### [What to work on]
Output every line of the records below as a JSON list of strings, one string per line, leaving out any blank lines.

[Begin]

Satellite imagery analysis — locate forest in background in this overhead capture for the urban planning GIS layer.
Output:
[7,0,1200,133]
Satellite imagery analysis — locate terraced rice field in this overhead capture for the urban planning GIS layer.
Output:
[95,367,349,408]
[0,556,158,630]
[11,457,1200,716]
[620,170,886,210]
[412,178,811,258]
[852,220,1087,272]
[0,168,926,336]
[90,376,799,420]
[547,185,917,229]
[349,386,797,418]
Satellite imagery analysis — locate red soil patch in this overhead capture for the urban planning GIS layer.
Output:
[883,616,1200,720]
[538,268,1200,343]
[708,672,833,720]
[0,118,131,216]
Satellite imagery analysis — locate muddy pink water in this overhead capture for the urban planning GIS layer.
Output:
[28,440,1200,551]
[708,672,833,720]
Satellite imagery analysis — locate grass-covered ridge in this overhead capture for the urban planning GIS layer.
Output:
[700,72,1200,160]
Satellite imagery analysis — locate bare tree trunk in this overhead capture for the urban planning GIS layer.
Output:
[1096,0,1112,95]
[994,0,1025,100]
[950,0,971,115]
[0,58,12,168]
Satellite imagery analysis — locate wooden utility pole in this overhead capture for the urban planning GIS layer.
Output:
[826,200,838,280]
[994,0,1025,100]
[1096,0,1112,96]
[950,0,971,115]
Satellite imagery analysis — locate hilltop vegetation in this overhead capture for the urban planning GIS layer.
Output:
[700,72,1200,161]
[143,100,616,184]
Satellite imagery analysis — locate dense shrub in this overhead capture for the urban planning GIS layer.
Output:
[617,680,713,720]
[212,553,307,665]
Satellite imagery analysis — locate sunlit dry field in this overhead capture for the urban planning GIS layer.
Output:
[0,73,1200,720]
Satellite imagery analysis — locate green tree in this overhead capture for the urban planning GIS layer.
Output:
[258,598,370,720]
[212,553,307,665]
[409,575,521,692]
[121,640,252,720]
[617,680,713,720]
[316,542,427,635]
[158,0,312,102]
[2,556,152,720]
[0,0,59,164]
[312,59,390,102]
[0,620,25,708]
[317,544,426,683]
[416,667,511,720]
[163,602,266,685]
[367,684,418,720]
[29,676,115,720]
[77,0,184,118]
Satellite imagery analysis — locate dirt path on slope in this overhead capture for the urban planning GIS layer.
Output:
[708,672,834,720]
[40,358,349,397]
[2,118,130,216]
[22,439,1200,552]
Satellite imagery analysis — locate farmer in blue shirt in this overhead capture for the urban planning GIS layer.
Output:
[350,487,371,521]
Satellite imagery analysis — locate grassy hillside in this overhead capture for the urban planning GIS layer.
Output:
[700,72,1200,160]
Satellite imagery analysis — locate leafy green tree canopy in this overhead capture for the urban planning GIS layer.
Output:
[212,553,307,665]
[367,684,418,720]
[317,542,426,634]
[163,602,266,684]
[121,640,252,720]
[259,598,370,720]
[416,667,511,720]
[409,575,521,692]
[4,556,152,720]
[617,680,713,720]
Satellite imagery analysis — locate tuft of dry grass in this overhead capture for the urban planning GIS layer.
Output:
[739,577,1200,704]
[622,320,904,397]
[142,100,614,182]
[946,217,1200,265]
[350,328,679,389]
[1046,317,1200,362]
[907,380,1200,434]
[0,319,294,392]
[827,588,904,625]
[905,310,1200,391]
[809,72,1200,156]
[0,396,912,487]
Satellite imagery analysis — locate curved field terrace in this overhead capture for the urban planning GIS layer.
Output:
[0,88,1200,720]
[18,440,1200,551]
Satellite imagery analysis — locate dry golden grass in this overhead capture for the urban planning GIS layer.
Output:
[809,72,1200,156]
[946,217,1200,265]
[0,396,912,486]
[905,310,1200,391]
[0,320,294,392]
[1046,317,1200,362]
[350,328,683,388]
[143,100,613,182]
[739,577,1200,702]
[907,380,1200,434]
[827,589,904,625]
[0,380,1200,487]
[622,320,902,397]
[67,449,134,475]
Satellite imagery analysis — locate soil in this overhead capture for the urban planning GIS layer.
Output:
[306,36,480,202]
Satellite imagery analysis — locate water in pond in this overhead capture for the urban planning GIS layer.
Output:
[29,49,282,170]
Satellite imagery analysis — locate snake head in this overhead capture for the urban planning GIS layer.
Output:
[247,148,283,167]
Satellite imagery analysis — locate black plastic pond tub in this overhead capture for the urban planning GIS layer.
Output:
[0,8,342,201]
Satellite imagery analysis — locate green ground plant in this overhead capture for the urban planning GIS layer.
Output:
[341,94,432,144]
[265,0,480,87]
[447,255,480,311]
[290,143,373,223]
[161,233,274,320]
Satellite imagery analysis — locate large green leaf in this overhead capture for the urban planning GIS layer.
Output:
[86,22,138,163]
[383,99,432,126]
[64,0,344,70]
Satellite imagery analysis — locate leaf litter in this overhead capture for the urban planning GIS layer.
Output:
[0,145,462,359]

[End]

### [Worked answer]
[
  "Satellite imagery analysis — locate forest in background in this overhead capture for the urban planning GIS layer.",
  "Output:",
  "[7,0,1200,133]",
  "Satellite imagery analysis — locate terraced rice field in this overhead capture for the urban planning GIS layer.",
  "Output:",
  "[95,367,349,408]",
  "[0,556,158,630]",
  "[11,457,1200,716]",
  "[620,170,886,210]",
  "[412,178,811,258]",
  "[852,220,1087,272]",
  "[0,168,926,336]",
  "[90,376,799,420]",
  "[547,185,917,229]",
  "[349,386,797,418]",
  "Satellite imagery analysis — locate red soil patch in this overhead capture for the urban planning GIS layer.",
  "Output:",
  "[883,616,1200,720]",
  "[538,268,1200,343]",
  "[708,672,833,720]",
  "[0,118,131,216]",
  "Satellite imagery analysis — locate muddy pink water in this overhead capture for the urban planning GIS layer.",
  "Output:",
  "[28,440,1200,551]",
  "[708,672,833,720]",
  "Satellite imagery analysis — locate grass-covered ridge in this overhead capture for the urban planning GIS layer.",
  "Output:",
  "[700,72,1200,160]",
  "Satellite imagery analysis — locate bare tree trunk in this overhead capture for the urban planning GIS layer.",
  "Output:",
  "[1096,0,1112,95]",
  "[994,0,1025,100]",
  "[950,0,971,115]",
  "[0,58,12,168]",
  "Satellite imagery analysis — locate wooden utility pole in this overhead capture for the urban planning GIS layer.",
  "Output:",
  "[826,200,838,280]",
  "[994,0,1025,100]",
  "[1096,0,1112,96]",
  "[950,0,971,115]",
  "Satellite imagery analysis — locate hilltop vegetation in this overhead capture for the urban planning GIS layer.",
  "Output:",
  "[700,72,1200,161]",
  "[143,100,616,184]",
  "Satellite imagery analysis — locate dense shrub in this overhead capture for the urban planning GIS layer.",
  "Output:",
  "[617,680,713,720]",
  "[212,553,307,665]",
  "Satellite imagery analysis — locate sunlit dry field in this overhead capture for the urban planning GIS layer.",
  "Output:",
  "[0,73,1200,720]",
  "Satellite imagery analysis — locate green tree in this overhead capture for the urban planning GIS layer.",
  "Output:",
  "[258,598,370,720]",
  "[212,553,307,665]",
  "[409,575,521,692]",
  "[121,640,252,720]",
  "[617,680,713,720]",
  "[316,542,427,635]",
  "[158,0,312,102]",
  "[2,556,152,720]",
  "[0,0,59,164]",
  "[312,59,390,102]",
  "[0,620,25,708]",
  "[317,544,426,683]",
  "[416,667,511,720]",
  "[163,602,266,685]",
  "[367,684,418,720]",
  "[29,676,115,720]",
  "[77,0,184,118]",
  "Satellite imagery analysis — locate dirt path on slope in this overhead capture for the urban planning GIS layer.",
  "Output:",
  "[708,672,834,720]",
  "[40,358,349,397]",
  "[2,118,130,216]",
  "[22,439,1200,552]",
  "Satellite imagery analysis — locate farmer in blue shirt in this overhead capture for the urban planning GIS layer.",
  "Output:",
  "[350,487,371,521]",
  "Satellite imagery analysis — locate grassy hillside in this overhead capture for the urban planning GIS layer.",
  "Output:",
  "[700,72,1200,160]",
  "Satellite imagery analysis — locate leafy green tree canopy in this overhead capture for the urban planning GIS layer.",
  "Output:",
  "[212,553,307,665]",
  "[367,684,418,720]",
  "[317,542,426,634]",
  "[163,602,266,684]",
  "[121,640,252,720]",
  "[259,598,370,720]",
  "[416,667,511,720]",
  "[409,575,521,692]",
  "[4,556,152,720]",
  "[617,680,713,720]",
  "Satellite imagery analysis — locate tuft of dry grass in this overhead capture for the urban planning GIS layer.",
  "Output:",
  "[739,577,1200,704]",
  "[622,320,904,397]",
  "[142,100,614,182]",
  "[946,217,1200,265]",
  "[350,328,679,389]",
  "[1046,317,1200,362]",
  "[907,380,1200,434]",
  "[0,319,294,392]",
  "[827,588,904,625]",
  "[905,310,1200,391]",
  "[809,72,1200,156]",
  "[0,396,912,487]",
  "Satellite imagery analysis — locate curved field terrace in this overhead capture for the urban planning GIS layer.",
  "Output:",
  "[0,88,1200,720]",
  "[18,440,1200,551]",
  "Satellite imagery analysis — locate dry golden grass in this overhead capture for the urban planning GIS layer.",
  "Output:",
  "[809,72,1200,156]",
  "[946,217,1200,265]",
  "[0,396,912,486]",
  "[905,310,1200,391]",
  "[0,320,294,392]",
  "[1046,317,1200,362]",
  "[350,328,683,388]",
  "[143,100,613,182]",
  "[739,577,1200,702]",
  "[907,380,1200,434]",
  "[827,589,904,625]",
  "[0,380,1200,487]",
  "[622,320,902,397]",
  "[67,449,134,475]",
  "Satellite imagery analysis — locate soil in this overhead capture for the urban planning GIS layer.",
  "Output:",
  "[306,36,480,202]",
  "Satellite imagery analysis — locate water in pond in this overhead capture for the urban planning GIS layer.",
  "Output:",
  "[29,49,282,170]",
  "Satellite imagery analysis — locate snake head in this overhead capture for the urban planning GIS layer.",
  "Output:",
  "[247,148,283,167]",
  "Satellite imagery analysis — locate black plastic pond tub in this overhead capture for the urban planning GIS layer.",
  "Output:",
  "[0,8,342,201]",
  "Satellite imagery analysis — locate green ground plant in this overhead capture for the urban planning GIS layer.",
  "Output:",
  "[341,94,432,144]",
  "[265,0,480,87]",
  "[447,255,480,311]",
  "[290,143,373,223]",
  "[161,233,274,320]",
  "Satellite imagery analysis — locate large green leaf in this overhead capture for the urban planning GIS layer.",
  "Output:",
  "[86,22,138,163]",
  "[383,99,432,126]",
  "[64,0,344,70]",
  "Satellite imagery analysis — locate leaf litter in this overhead capture for the urban planning GIS layer.",
  "Output:",
  "[0,145,462,359]"
]